**Directive**:
Render the data as a numbered list without blank lines, starting at the beginning and ending at the line that contains "(1223, 802)". Leave the pictures out of the answer.

**Record set**:
— BEGIN —

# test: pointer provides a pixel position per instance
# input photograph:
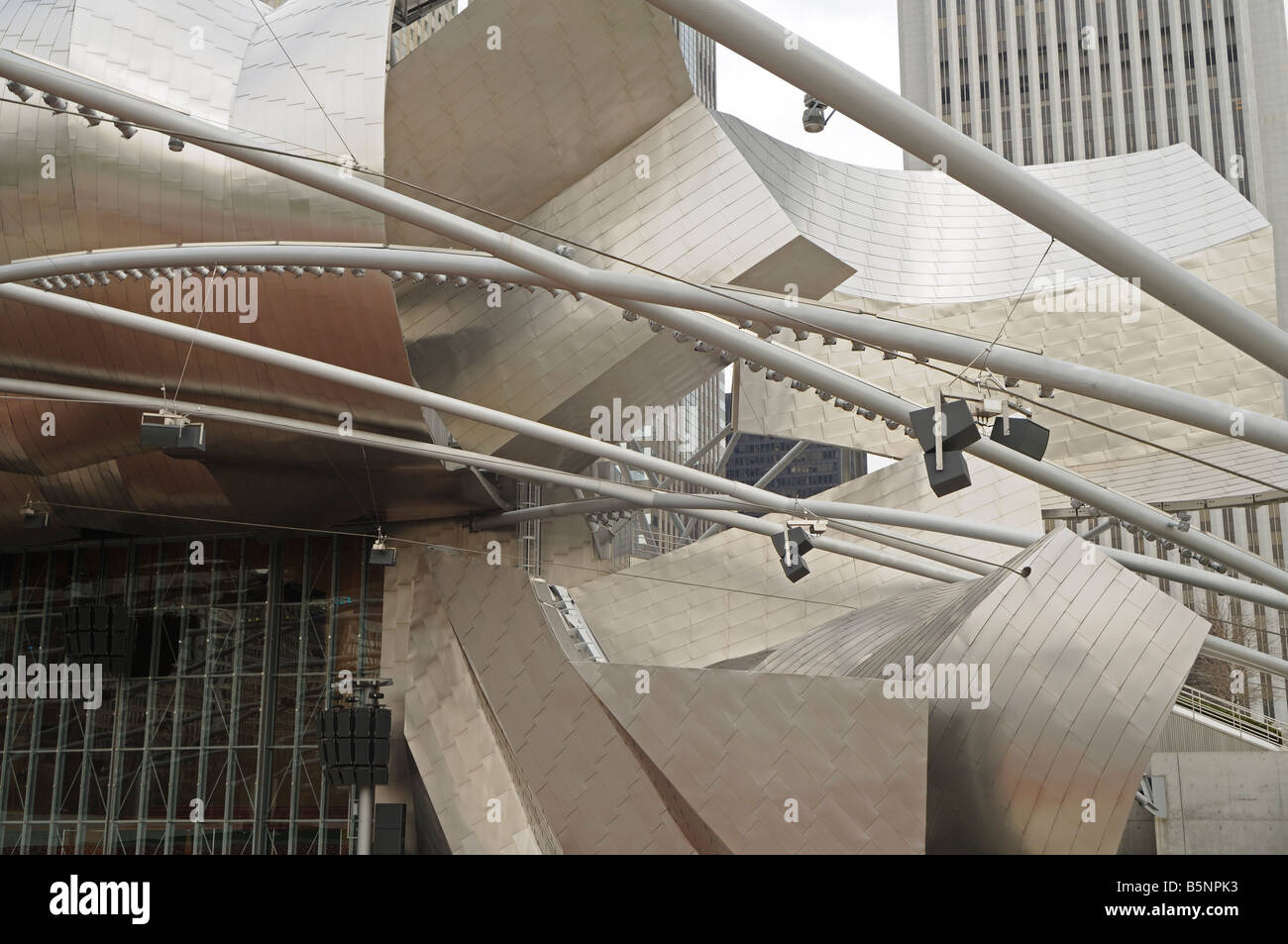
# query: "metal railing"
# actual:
(1237, 716)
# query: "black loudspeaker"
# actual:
(390, 824)
(355, 746)
(795, 571)
(35, 520)
(99, 634)
(953, 478)
(960, 429)
(1026, 437)
(798, 536)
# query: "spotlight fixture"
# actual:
(171, 430)
(1021, 434)
(815, 116)
(943, 432)
(952, 478)
(958, 429)
(790, 548)
(33, 519)
(380, 554)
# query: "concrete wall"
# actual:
(1223, 802)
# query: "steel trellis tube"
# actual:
(630, 493)
(580, 277)
(632, 496)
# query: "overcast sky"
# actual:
(863, 33)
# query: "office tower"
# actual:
(1042, 81)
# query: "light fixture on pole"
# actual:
(815, 116)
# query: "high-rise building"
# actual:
(1042, 81)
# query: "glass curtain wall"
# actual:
(206, 745)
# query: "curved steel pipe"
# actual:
(50, 77)
(729, 301)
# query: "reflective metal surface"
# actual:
(1085, 665)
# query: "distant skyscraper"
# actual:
(1041, 81)
(818, 467)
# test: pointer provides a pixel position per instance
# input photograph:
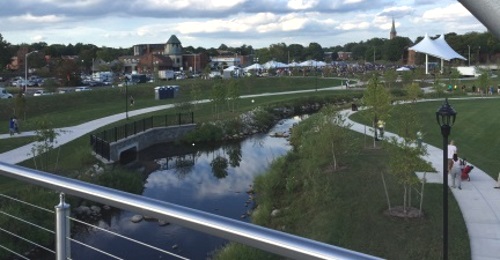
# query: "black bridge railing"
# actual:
(100, 141)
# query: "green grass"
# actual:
(346, 209)
(474, 131)
(75, 108)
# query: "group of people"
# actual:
(13, 125)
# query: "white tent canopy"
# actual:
(255, 66)
(437, 48)
(274, 64)
(312, 63)
(403, 69)
(231, 68)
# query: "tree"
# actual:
(407, 77)
(233, 94)
(195, 94)
(218, 98)
(394, 49)
(296, 52)
(378, 99)
(45, 141)
(413, 91)
(6, 52)
(390, 77)
(404, 153)
(324, 133)
(315, 51)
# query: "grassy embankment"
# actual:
(346, 208)
(358, 194)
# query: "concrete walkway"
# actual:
(478, 200)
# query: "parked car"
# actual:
(38, 93)
(78, 89)
(4, 94)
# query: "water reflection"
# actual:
(212, 180)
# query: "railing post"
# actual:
(63, 249)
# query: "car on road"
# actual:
(78, 89)
(4, 94)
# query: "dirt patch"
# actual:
(399, 212)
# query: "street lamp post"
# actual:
(469, 54)
(445, 117)
(26, 70)
(126, 97)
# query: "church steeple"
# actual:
(393, 33)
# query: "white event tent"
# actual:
(274, 65)
(438, 48)
(255, 66)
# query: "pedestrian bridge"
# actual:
(121, 144)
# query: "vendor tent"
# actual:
(312, 63)
(403, 69)
(437, 48)
(274, 65)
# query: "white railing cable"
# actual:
(95, 249)
(14, 252)
(27, 240)
(129, 239)
(266, 239)
(26, 203)
(25, 221)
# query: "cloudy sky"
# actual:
(210, 23)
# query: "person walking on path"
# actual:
(456, 173)
(452, 150)
(16, 124)
(12, 128)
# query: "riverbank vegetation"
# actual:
(346, 206)
(343, 200)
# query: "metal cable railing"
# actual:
(252, 235)
(39, 246)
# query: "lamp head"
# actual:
(446, 115)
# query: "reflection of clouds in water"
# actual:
(200, 184)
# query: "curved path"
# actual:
(478, 200)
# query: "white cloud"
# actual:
(349, 26)
(302, 4)
(189, 4)
(29, 18)
(451, 12)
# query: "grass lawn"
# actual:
(346, 209)
(349, 208)
(77, 107)
(474, 131)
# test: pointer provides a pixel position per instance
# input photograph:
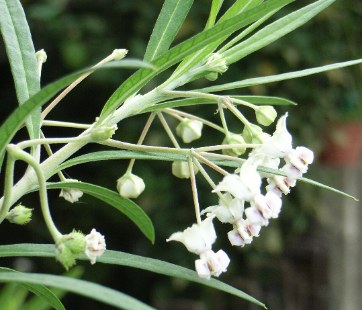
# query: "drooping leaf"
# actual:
(184, 49)
(130, 260)
(215, 8)
(275, 30)
(39, 290)
(280, 77)
(124, 205)
(21, 54)
(91, 290)
(172, 15)
(18, 117)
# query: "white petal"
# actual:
(198, 238)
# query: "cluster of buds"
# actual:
(243, 203)
(69, 246)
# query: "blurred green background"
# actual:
(281, 263)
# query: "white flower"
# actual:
(300, 158)
(189, 130)
(211, 264)
(243, 233)
(71, 194)
(198, 238)
(229, 210)
(95, 245)
(243, 186)
(269, 205)
(130, 185)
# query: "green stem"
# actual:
(21, 155)
(194, 190)
(9, 181)
(168, 130)
(141, 139)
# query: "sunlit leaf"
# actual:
(130, 260)
(172, 15)
(124, 205)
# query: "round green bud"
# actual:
(102, 133)
(180, 169)
(254, 134)
(234, 139)
(189, 130)
(19, 215)
(265, 115)
(130, 185)
(75, 242)
(65, 256)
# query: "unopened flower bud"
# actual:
(130, 185)
(265, 115)
(181, 169)
(71, 194)
(189, 130)
(65, 256)
(95, 245)
(102, 133)
(41, 56)
(234, 139)
(19, 215)
(254, 134)
(75, 241)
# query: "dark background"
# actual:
(288, 261)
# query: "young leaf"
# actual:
(17, 118)
(275, 30)
(215, 8)
(130, 260)
(279, 77)
(126, 206)
(41, 291)
(20, 50)
(81, 287)
(172, 15)
(134, 83)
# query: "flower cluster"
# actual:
(243, 203)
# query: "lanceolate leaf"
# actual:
(184, 49)
(276, 30)
(126, 206)
(280, 77)
(130, 260)
(18, 117)
(172, 15)
(81, 287)
(41, 291)
(21, 54)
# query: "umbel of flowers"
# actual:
(249, 199)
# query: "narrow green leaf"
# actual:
(20, 50)
(39, 290)
(130, 260)
(172, 15)
(184, 49)
(9, 128)
(215, 8)
(275, 30)
(238, 7)
(91, 290)
(126, 206)
(197, 101)
(280, 77)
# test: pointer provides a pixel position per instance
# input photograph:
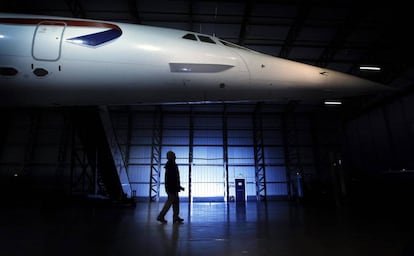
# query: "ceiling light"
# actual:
(369, 68)
(332, 102)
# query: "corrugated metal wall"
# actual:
(214, 144)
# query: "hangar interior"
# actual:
(306, 153)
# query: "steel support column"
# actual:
(259, 158)
(156, 155)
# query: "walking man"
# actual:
(172, 187)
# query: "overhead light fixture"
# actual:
(332, 102)
(369, 68)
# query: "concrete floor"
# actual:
(272, 228)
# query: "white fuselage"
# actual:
(62, 61)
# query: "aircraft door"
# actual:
(47, 40)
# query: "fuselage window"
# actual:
(206, 39)
(190, 37)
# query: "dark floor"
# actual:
(272, 228)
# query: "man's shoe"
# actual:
(162, 220)
(178, 220)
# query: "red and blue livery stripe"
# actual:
(94, 39)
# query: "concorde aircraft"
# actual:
(47, 60)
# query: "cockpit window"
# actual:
(190, 37)
(206, 39)
(233, 45)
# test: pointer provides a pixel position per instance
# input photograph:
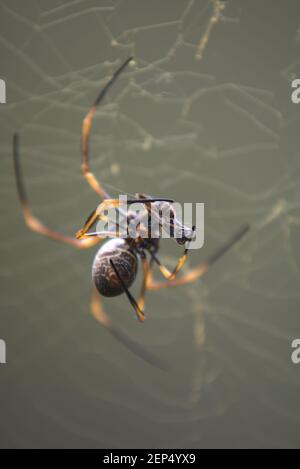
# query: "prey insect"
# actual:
(116, 262)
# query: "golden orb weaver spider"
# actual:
(115, 264)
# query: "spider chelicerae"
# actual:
(116, 262)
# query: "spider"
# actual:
(116, 262)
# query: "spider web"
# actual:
(202, 115)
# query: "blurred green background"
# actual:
(221, 130)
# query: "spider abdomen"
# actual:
(125, 261)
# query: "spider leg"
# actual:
(166, 273)
(85, 135)
(146, 277)
(31, 221)
(203, 267)
(100, 315)
(139, 313)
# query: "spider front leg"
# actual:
(85, 135)
(31, 221)
(203, 267)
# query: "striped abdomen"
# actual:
(125, 261)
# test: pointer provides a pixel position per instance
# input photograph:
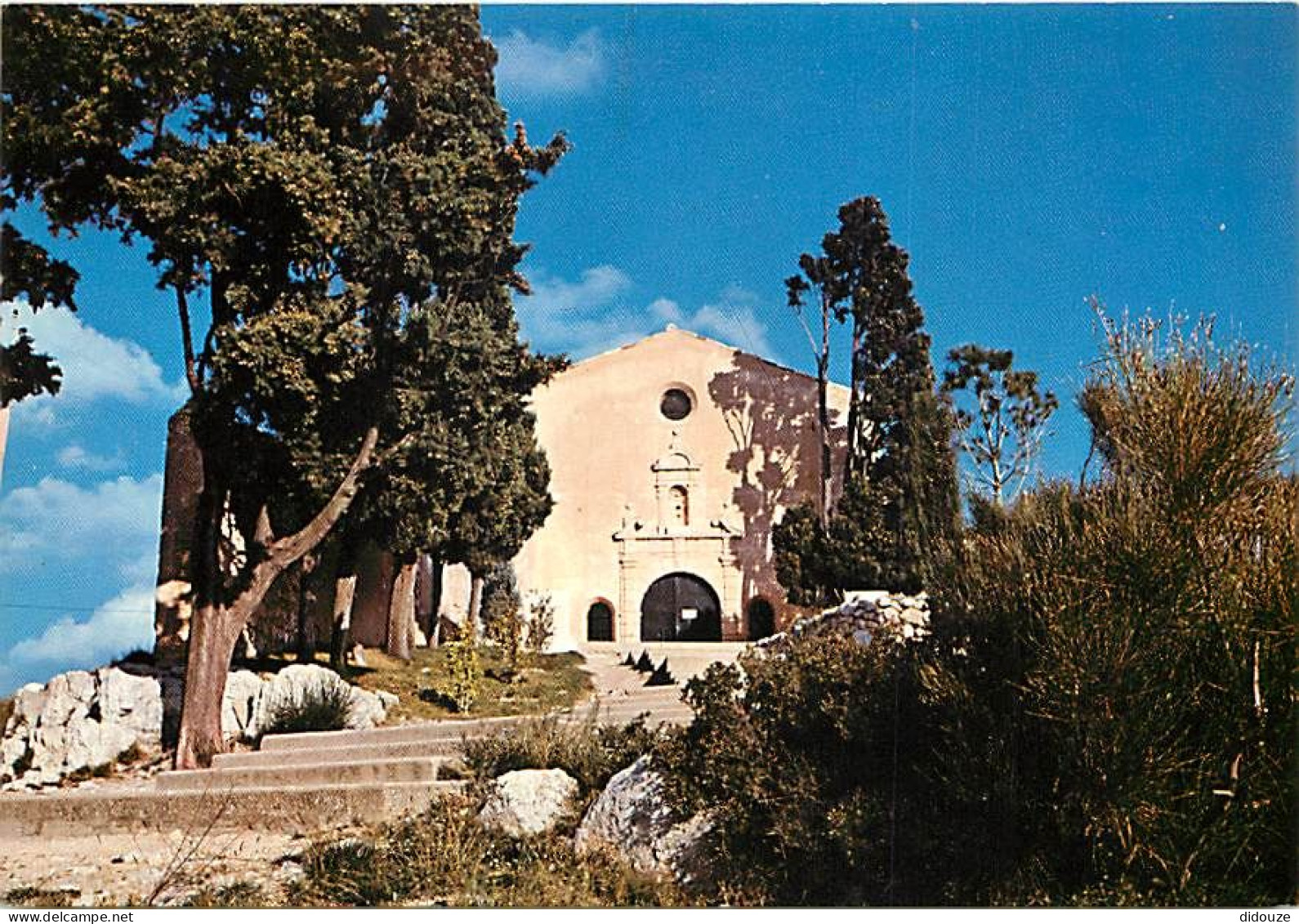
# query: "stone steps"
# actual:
(415, 733)
(325, 771)
(337, 754)
(283, 809)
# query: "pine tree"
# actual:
(899, 497)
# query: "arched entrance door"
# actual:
(681, 609)
(761, 618)
(599, 623)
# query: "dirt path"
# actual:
(161, 868)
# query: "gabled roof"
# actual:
(691, 337)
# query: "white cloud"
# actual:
(114, 628)
(533, 68)
(56, 520)
(594, 314)
(76, 457)
(95, 365)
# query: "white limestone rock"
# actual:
(88, 743)
(239, 703)
(28, 703)
(368, 708)
(528, 801)
(68, 697)
(292, 685)
(633, 819)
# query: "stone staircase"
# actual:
(306, 781)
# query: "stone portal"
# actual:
(681, 609)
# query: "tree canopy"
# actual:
(898, 493)
(310, 180)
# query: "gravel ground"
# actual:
(149, 867)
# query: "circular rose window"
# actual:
(676, 404)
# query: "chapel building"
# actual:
(671, 462)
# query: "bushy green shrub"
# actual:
(325, 706)
(1105, 714)
(464, 673)
(587, 752)
(541, 624)
(1131, 649)
(443, 857)
(792, 756)
(502, 614)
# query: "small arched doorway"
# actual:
(761, 618)
(681, 609)
(599, 623)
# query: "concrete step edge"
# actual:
(341, 754)
(203, 780)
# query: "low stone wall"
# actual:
(867, 616)
(85, 721)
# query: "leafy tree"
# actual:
(1127, 649)
(308, 171)
(1003, 433)
(25, 373)
(898, 494)
(1105, 714)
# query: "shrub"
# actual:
(541, 625)
(586, 750)
(503, 620)
(444, 857)
(464, 675)
(325, 706)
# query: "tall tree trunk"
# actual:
(306, 606)
(823, 386)
(475, 605)
(4, 437)
(216, 624)
(434, 632)
(345, 596)
(402, 609)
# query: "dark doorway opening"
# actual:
(761, 618)
(599, 623)
(681, 609)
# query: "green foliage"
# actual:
(1105, 714)
(443, 857)
(239, 895)
(25, 373)
(502, 611)
(541, 624)
(464, 673)
(899, 502)
(317, 708)
(1003, 433)
(587, 752)
(338, 187)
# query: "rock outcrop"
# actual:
(865, 616)
(78, 721)
(297, 682)
(528, 801)
(633, 819)
(81, 721)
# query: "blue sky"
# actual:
(1028, 158)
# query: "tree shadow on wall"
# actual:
(772, 416)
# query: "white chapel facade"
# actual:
(671, 462)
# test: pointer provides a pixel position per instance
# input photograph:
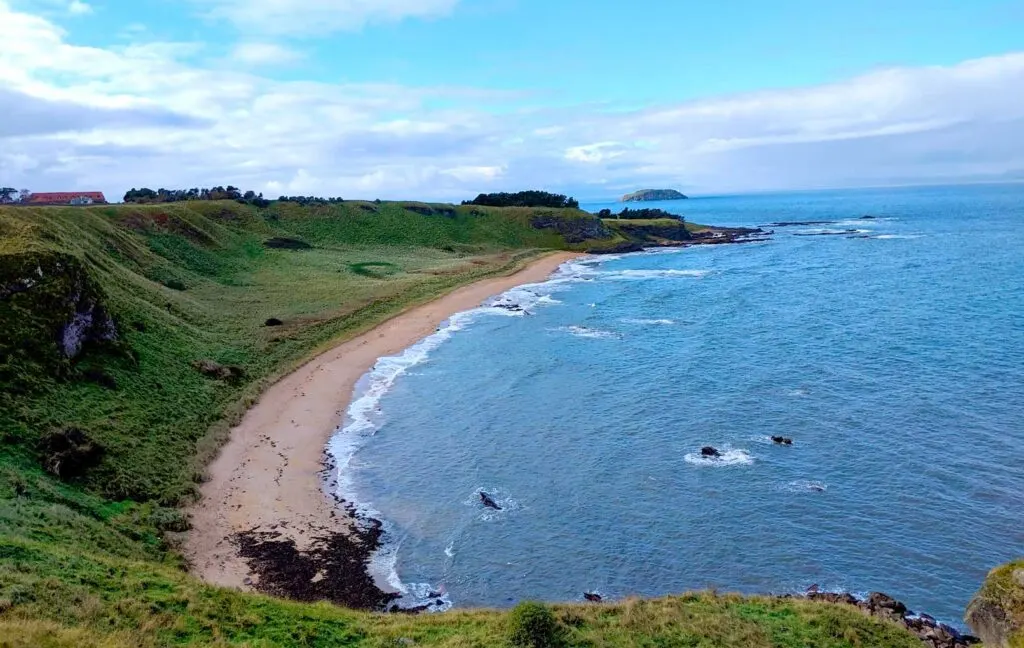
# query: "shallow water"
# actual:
(894, 361)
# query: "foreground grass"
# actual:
(89, 560)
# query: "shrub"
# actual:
(532, 624)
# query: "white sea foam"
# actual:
(728, 458)
(594, 334)
(501, 497)
(806, 485)
(364, 416)
(664, 322)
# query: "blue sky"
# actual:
(442, 98)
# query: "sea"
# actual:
(888, 343)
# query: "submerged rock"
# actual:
(488, 502)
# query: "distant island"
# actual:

— END —

**Exercise answer**:
1. # test: pointer provides a pixel position per instance
2. # input photograph:
3. # query: "metal railing"
4. # actual:
5. (1237, 716)
6. # query: "black loudspeaker"
7. # actual:
8. (390, 824)
9. (355, 746)
10. (795, 571)
11. (35, 520)
12. (99, 634)
13. (953, 478)
14. (960, 429)
15. (1026, 437)
16. (798, 536)
17. # query: "spotlight fixture"
18. # actual:
19. (171, 430)
20. (1021, 434)
21. (815, 116)
22. (943, 432)
23. (952, 478)
24. (958, 429)
25. (790, 548)
26. (33, 519)
27. (380, 554)
28. # query: "concrete wall"
29. # actual:
30. (1223, 802)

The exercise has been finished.